(Records excerpted from a collection)
++++++++++++++++++++

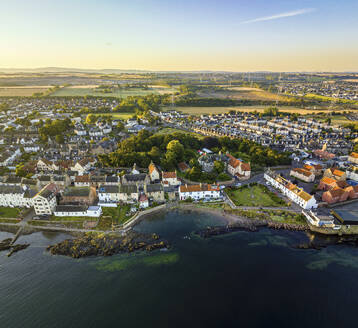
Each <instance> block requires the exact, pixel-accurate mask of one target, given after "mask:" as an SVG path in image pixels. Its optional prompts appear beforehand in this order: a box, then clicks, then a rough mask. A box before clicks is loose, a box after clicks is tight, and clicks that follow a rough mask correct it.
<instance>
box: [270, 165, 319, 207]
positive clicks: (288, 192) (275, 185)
mask: <svg viewBox="0 0 358 328" xmlns="http://www.w3.org/2000/svg"><path fill="white" fill-rule="evenodd" d="M264 178H265V180H266V181H267V182H268V183H269V184H270V185H272V186H273V187H275V188H277V189H279V190H280V191H281V192H282V193H283V194H284V195H285V196H286V197H288V198H289V199H290V200H292V201H293V202H295V203H296V204H298V205H299V206H301V207H302V208H304V209H306V210H307V209H311V208H317V202H316V199H315V198H314V197H313V196H312V195H310V194H308V193H307V192H305V191H304V190H303V189H302V188H299V187H298V186H296V185H295V184H293V183H292V182H291V181H288V180H286V179H285V178H283V177H281V176H280V175H279V174H277V173H276V172H273V171H271V170H267V171H266V172H265V174H264Z"/></svg>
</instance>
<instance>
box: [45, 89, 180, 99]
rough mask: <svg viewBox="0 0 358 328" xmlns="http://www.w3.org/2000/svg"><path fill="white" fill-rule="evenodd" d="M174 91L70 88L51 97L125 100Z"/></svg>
mask: <svg viewBox="0 0 358 328" xmlns="http://www.w3.org/2000/svg"><path fill="white" fill-rule="evenodd" d="M175 91H176V90H175V89H172V88H166V87H152V88H149V89H140V88H135V89H118V88H114V89H113V92H109V93H106V92H103V91H101V90H100V89H97V88H94V87H88V88H83V87H79V86H78V87H77V86H70V87H64V88H61V89H59V90H57V91H55V92H53V93H52V94H51V96H52V97H66V96H69V97H75V96H80V97H84V96H97V97H116V98H126V97H128V96H145V95H149V94H157V95H158V94H165V93H173V92H175Z"/></svg>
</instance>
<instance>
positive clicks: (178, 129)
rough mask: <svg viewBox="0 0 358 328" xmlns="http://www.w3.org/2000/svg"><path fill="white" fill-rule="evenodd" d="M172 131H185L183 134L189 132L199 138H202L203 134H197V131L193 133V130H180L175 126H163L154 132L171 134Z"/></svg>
mask: <svg viewBox="0 0 358 328" xmlns="http://www.w3.org/2000/svg"><path fill="white" fill-rule="evenodd" d="M174 132H180V133H185V134H191V135H195V136H196V137H199V138H204V136H203V135H201V134H199V133H195V132H188V131H185V130H180V129H175V128H163V129H160V130H158V131H157V132H156V134H172V133H174Z"/></svg>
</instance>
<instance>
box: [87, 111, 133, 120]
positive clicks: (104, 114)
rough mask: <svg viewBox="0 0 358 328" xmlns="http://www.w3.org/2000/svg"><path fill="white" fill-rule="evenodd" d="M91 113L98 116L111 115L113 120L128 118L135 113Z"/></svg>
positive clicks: (121, 119) (109, 115)
mask: <svg viewBox="0 0 358 328" xmlns="http://www.w3.org/2000/svg"><path fill="white" fill-rule="evenodd" d="M91 114H93V115H96V116H111V117H112V119H113V120H115V119H119V120H128V119H129V118H131V117H132V116H133V115H134V113H103V114H97V113H91Z"/></svg>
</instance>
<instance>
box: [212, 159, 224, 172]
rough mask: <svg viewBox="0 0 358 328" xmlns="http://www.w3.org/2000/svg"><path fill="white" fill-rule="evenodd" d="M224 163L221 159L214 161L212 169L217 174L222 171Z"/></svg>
mask: <svg viewBox="0 0 358 328" xmlns="http://www.w3.org/2000/svg"><path fill="white" fill-rule="evenodd" d="M224 168H225V164H224V163H223V162H221V161H215V162H214V169H215V171H216V173H217V174H220V173H222V172H224Z"/></svg>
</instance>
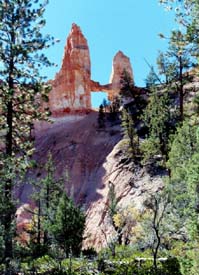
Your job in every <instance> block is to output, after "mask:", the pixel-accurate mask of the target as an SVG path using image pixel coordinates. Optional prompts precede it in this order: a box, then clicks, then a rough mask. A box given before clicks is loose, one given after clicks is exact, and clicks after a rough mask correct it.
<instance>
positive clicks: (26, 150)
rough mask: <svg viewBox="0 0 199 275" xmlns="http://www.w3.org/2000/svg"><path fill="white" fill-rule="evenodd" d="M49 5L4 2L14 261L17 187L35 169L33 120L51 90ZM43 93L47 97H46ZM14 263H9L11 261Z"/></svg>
mask: <svg viewBox="0 0 199 275" xmlns="http://www.w3.org/2000/svg"><path fill="white" fill-rule="evenodd" d="M46 4H47V1H44V2H41V1H36V0H35V1H32V0H10V1H1V3H0V60H1V68H0V75H1V82H0V129H1V130H2V129H3V130H4V131H3V135H2V142H3V144H4V145H5V150H1V152H0V159H1V167H0V182H1V185H2V190H4V194H3V196H4V201H6V204H8V209H7V211H6V213H5V215H4V218H3V225H4V230H5V232H6V234H5V235H4V242H5V249H4V256H5V258H8V259H11V258H12V257H13V253H12V252H13V249H12V246H13V242H12V239H13V238H14V231H15V230H13V223H14V222H13V221H14V218H15V216H14V214H15V207H14V205H15V203H14V201H13V198H12V196H13V189H14V186H16V184H17V183H19V180H20V179H21V178H22V177H23V175H24V173H25V171H26V170H27V168H28V167H30V165H31V163H30V162H29V160H30V156H31V155H32V153H33V144H32V141H31V140H32V128H33V121H34V120H39V119H45V118H46V116H47V114H48V110H46V111H45V112H42V113H41V112H40V106H41V103H42V97H43V96H44V95H46V94H48V92H49V87H48V85H44V84H43V80H44V78H42V77H40V70H41V66H50V65H51V63H50V62H49V60H48V59H47V58H46V56H45V55H44V54H43V52H42V50H43V49H45V48H46V47H48V46H50V44H51V42H53V38H51V37H50V36H49V35H47V36H44V35H43V34H42V31H41V29H42V27H43V26H44V25H45V20H44V18H43V14H44V11H45V7H46ZM42 95H43V96H42ZM8 262H9V261H8Z"/></svg>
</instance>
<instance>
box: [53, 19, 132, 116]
mask: <svg viewBox="0 0 199 275" xmlns="http://www.w3.org/2000/svg"><path fill="white" fill-rule="evenodd" d="M124 69H125V70H126V71H127V72H128V73H129V74H130V76H131V77H132V78H133V73H132V67H131V63H130V59H129V58H128V57H127V56H125V55H124V54H123V53H122V52H121V51H119V52H118V53H117V54H116V55H115V57H114V59H113V69H112V74H111V78H110V83H109V84H106V85H101V84H100V83H99V82H96V81H93V80H91V61H90V53H89V47H88V43H87V40H86V38H85V37H84V35H83V34H82V31H81V29H80V27H79V26H77V25H76V24H73V25H72V29H71V31H70V34H69V36H68V38H67V42H66V46H65V49H64V56H63V60H62V66H61V69H60V71H59V72H58V73H57V74H56V76H55V79H54V80H52V81H51V85H52V90H51V92H50V94H49V107H50V110H51V112H52V114H53V115H56V114H60V113H62V114H63V113H69V112H73V111H87V110H90V109H91V92H100V91H104V92H107V93H108V97H109V99H110V100H112V99H113V98H114V97H115V96H117V95H118V92H119V90H120V78H121V74H122V72H123V70H124Z"/></svg>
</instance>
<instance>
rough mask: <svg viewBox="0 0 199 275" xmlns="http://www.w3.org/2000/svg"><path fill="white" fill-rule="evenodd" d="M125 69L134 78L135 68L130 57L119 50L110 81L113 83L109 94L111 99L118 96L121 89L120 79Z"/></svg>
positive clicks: (131, 77)
mask: <svg viewBox="0 0 199 275" xmlns="http://www.w3.org/2000/svg"><path fill="white" fill-rule="evenodd" d="M124 70H125V71H126V72H128V73H129V76H130V77H131V78H132V79H133V70H132V67H131V62H130V59H129V58H128V57H127V56H126V55H124V53H123V52H121V51H119V52H118V53H117V54H116V55H115V57H114V59H113V66H112V73H111V77H110V83H111V85H112V91H111V92H110V95H109V97H110V99H112V98H114V96H117V95H118V93H119V91H120V87H121V83H120V80H121V75H122V73H123V71H124Z"/></svg>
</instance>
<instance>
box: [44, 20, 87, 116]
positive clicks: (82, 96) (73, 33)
mask: <svg viewBox="0 0 199 275" xmlns="http://www.w3.org/2000/svg"><path fill="white" fill-rule="evenodd" d="M90 67H91V65H90V54H89V48H88V44H87V40H86V38H85V37H84V35H83V34H82V32H81V30H80V28H79V27H78V26H77V25H76V24H73V25H72V29H71V32H70V34H69V36H68V38H67V43H66V46H65V51H64V57H63V61H62V67H61V70H60V71H59V73H57V74H56V76H55V79H54V80H53V81H52V91H51V92H50V95H49V104H50V109H51V111H52V112H53V113H55V112H59V111H66V112H67V111H70V110H74V109H76V110H77V109H78V110H82V109H90V108H91V102H90V75H91V72H90Z"/></svg>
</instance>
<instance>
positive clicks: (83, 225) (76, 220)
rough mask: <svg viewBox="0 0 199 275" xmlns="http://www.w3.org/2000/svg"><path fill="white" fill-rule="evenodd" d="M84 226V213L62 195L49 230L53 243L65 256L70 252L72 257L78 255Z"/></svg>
mask: <svg viewBox="0 0 199 275" xmlns="http://www.w3.org/2000/svg"><path fill="white" fill-rule="evenodd" d="M84 226H85V215H84V213H83V212H82V210H81V209H80V208H79V207H77V206H75V205H74V202H73V201H72V199H70V198H69V197H68V196H67V195H66V193H64V194H63V195H62V197H61V198H60V200H59V203H58V207H57V210H56V215H55V220H54V223H53V225H52V226H51V227H50V230H51V233H52V235H53V237H54V239H55V242H56V243H57V244H58V245H59V246H60V247H61V248H62V249H63V251H64V253H65V255H66V256H69V254H70V253H71V252H72V254H73V255H78V254H79V253H80V250H81V245H82V241H83V232H84Z"/></svg>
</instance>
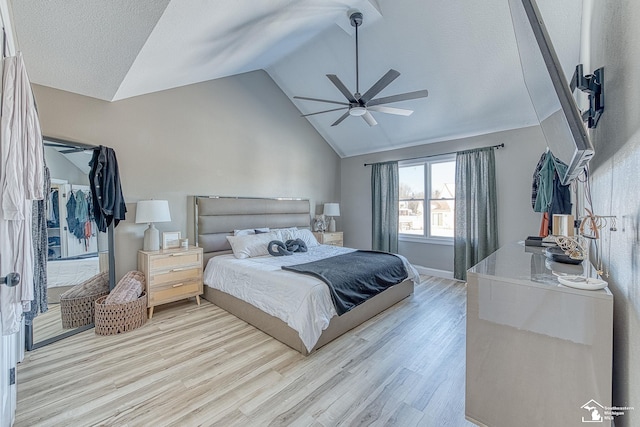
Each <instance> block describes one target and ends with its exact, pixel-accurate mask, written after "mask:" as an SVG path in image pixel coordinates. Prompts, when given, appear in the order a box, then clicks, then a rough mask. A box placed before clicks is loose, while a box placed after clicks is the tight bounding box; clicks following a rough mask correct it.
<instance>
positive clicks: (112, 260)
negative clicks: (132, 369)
mask: <svg viewBox="0 0 640 427" xmlns="http://www.w3.org/2000/svg"><path fill="white" fill-rule="evenodd" d="M43 139H44V149H45V161H46V164H47V167H48V168H49V175H50V180H51V185H50V191H49V197H48V199H47V200H45V206H46V208H45V218H46V223H47V224H46V225H47V248H46V250H45V252H46V265H47V269H46V271H47V274H46V278H47V280H46V289H45V287H44V286H43V285H42V284H41V285H40V286H41V289H40V292H41V298H40V301H38V302H36V301H34V303H36V304H38V306H39V309H38V313H37V316H36V317H35V318H34V319H33V320H32V321H31V325H29V323H28V322H27V327H26V334H25V335H26V336H25V347H26V349H27V350H34V349H36V348H39V347H42V346H44V345H47V344H50V343H52V342H56V341H58V340H61V339H63V338H66V337H69V336H71V335H74V334H76V333H79V332H82V331H85V330H87V329H91V328H93V323H91V324H88V325H84V326H80V327H77V328H72V329H69V328H65V325H64V322H63V319H62V310H61V306H60V295H62V294H63V293H64V292H65V291H67V290H69V289H71V288H73V287H74V286H76V285H78V284H80V283H83V282H84V281H86V280H87V279H90V278H91V277H93V276H95V275H97V274H99V273H102V272H106V271H108V272H109V273H110V274H109V275H110V279H111V280H110V282H111V283H110V287H111V288H113V286H114V283H113V281H114V277H113V276H114V274H113V271H114V268H113V265H114V253H113V228H112V227H110V228H109V229H108V230H107V232H106V233H102V232H100V231H99V230H98V228H97V226H96V224H95V221H94V219H93V211H92V209H93V207H92V199H91V187H90V183H89V171H90V169H91V166H90V162H91V159H92V156H93V150H94V149H95V148H97V147H96V146H93V145H89V144H83V143H79V142H71V141H66V140H61V139H58V138H51V137H46V136H45V137H44V138H43ZM36 286H38V281H37V280H36ZM67 323H68V322H67Z"/></svg>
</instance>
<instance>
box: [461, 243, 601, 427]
mask: <svg viewBox="0 0 640 427" xmlns="http://www.w3.org/2000/svg"><path fill="white" fill-rule="evenodd" d="M583 264H585V265H584V266H580V265H579V266H573V265H568V264H559V263H555V262H550V261H548V260H547V259H546V258H545V256H544V254H543V252H542V248H534V247H525V246H524V245H520V244H515V243H514V244H511V245H507V246H505V247H503V248H501V249H499V250H498V251H497V252H495V253H494V254H493V255H491V256H489V257H488V258H486V259H485V260H483V261H481V262H480V263H479V264H478V265H476V266H474V267H473V268H471V269H470V270H469V272H468V274H467V349H466V351H467V373H466V401H465V415H466V417H467V419H468V420H469V421H472V422H474V423H476V424H478V425H487V426H495V427H499V426H507V427H512V426H519V427H523V426H579V425H585V424H583V422H589V421H594V420H595V421H597V420H601V421H602V422H598V423H597V425H600V426H610V425H611V414H610V413H609V410H608V409H607V408H610V407H611V374H612V338H613V296H612V295H611V292H610V291H609V289H608V288H605V289H603V290H599V291H585V290H579V289H573V288H568V287H565V286H562V285H560V284H559V282H558V280H557V278H556V276H555V275H554V274H553V272H554V271H555V272H564V273H568V274H583V273H584V272H585V271H586V272H587V273H588V275H589V276H591V277H595V272H594V271H593V269H592V267H591V266H590V265H589V263H588V262H586V261H585V262H583ZM598 417H601V418H598ZM583 420H584V421H583ZM586 425H589V424H586Z"/></svg>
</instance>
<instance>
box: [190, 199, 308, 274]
mask: <svg viewBox="0 0 640 427" xmlns="http://www.w3.org/2000/svg"><path fill="white" fill-rule="evenodd" d="M193 199H194V213H195V224H194V231H195V239H196V244H197V245H198V246H200V247H202V248H203V251H204V265H205V266H206V265H207V262H208V261H209V259H210V258H211V257H212V256H216V255H222V254H226V253H231V245H229V242H228V241H227V236H231V235H233V230H242V229H246V228H262V227H269V228H285V227H298V228H310V224H311V206H310V204H309V200H306V199H259V198H241V197H217V196H194V197H193Z"/></svg>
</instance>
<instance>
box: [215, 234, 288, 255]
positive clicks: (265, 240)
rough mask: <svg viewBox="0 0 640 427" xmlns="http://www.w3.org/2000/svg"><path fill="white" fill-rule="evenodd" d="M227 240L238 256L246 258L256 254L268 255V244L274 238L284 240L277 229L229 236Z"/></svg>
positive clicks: (231, 247) (231, 248)
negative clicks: (277, 231) (246, 234)
mask: <svg viewBox="0 0 640 427" xmlns="http://www.w3.org/2000/svg"><path fill="white" fill-rule="evenodd" d="M227 240H228V241H229V243H230V244H231V249H233V255H234V256H235V257H236V258H239V259H244V258H251V257H254V256H262V255H268V254H269V251H268V250H267V245H268V243H269V242H270V241H272V240H282V238H281V234H280V233H279V232H277V231H271V232H269V233H261V234H248V235H245V236H227Z"/></svg>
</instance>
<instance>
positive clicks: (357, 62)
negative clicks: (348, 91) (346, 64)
mask: <svg viewBox="0 0 640 427" xmlns="http://www.w3.org/2000/svg"><path fill="white" fill-rule="evenodd" d="M354 26H355V27H356V94H357V96H358V97H360V69H359V66H358V62H359V60H358V24H357V23H355V25H354Z"/></svg>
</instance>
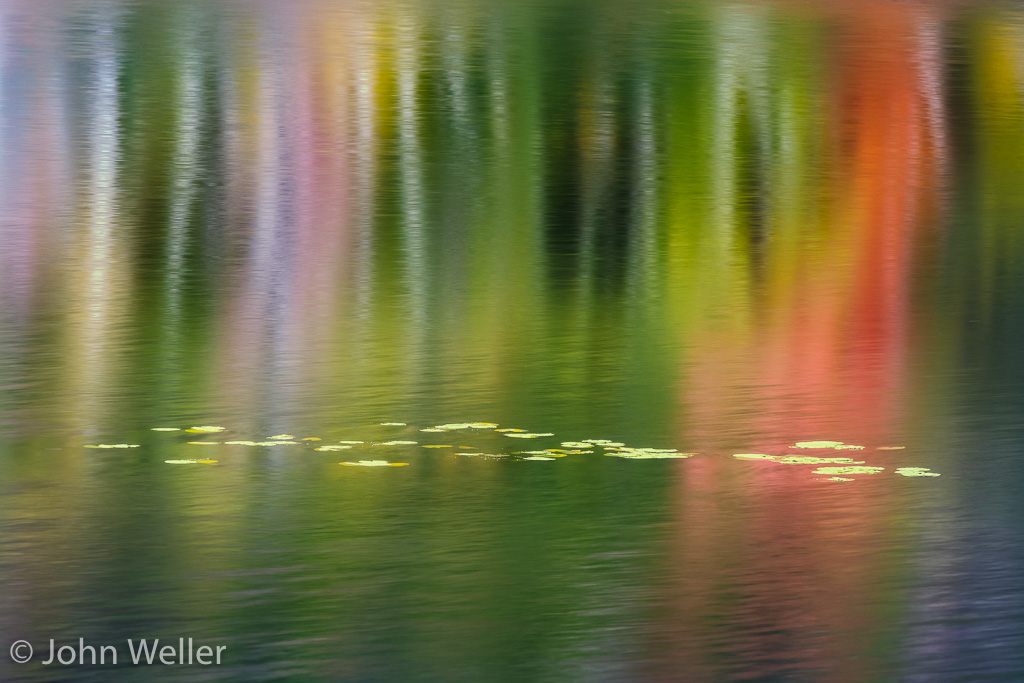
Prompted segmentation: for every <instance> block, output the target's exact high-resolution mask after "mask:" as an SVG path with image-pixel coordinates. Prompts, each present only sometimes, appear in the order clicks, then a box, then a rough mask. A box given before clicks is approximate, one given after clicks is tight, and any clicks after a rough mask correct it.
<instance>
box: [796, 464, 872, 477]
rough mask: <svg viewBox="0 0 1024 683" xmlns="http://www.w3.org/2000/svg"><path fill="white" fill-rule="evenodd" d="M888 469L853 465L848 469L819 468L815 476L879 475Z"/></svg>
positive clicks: (814, 472)
mask: <svg viewBox="0 0 1024 683" xmlns="http://www.w3.org/2000/svg"><path fill="white" fill-rule="evenodd" d="M885 469H886V468H884V467H865V466H863V465H853V466H848V467H819V468H818V469H816V470H814V472H813V474H834V475H835V474H878V473H879V472H882V471H883V470H885Z"/></svg>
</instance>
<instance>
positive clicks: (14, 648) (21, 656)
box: [10, 640, 32, 664]
mask: <svg viewBox="0 0 1024 683" xmlns="http://www.w3.org/2000/svg"><path fill="white" fill-rule="evenodd" d="M10 658H11V659H13V660H14V661H15V663H17V664H25V663H26V661H29V660H30V659H32V643H30V642H29V641H27V640H15V641H14V644H13V645H11V646H10Z"/></svg>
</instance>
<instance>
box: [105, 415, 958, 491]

++++++++++++++++++++

◆ What is needed:
Only the line with "box: [270, 165, 319, 207]" and those preceding it, back to the first line of the entries, should be repeated exactly, without pictures.

◆ Solution to this exercise:
Each <instance> block requires the exact, pixel-accurate mask of one target, given after "mask:" as an SVG path in image pixels. Its optional prompts appear beforehand in this order: a box, then clicks, then a rough mask. A box before clicks is loose, a box after clicks is tight, and clicks that follow a rough mask correct it.
<instance>
box: [270, 165, 319, 207]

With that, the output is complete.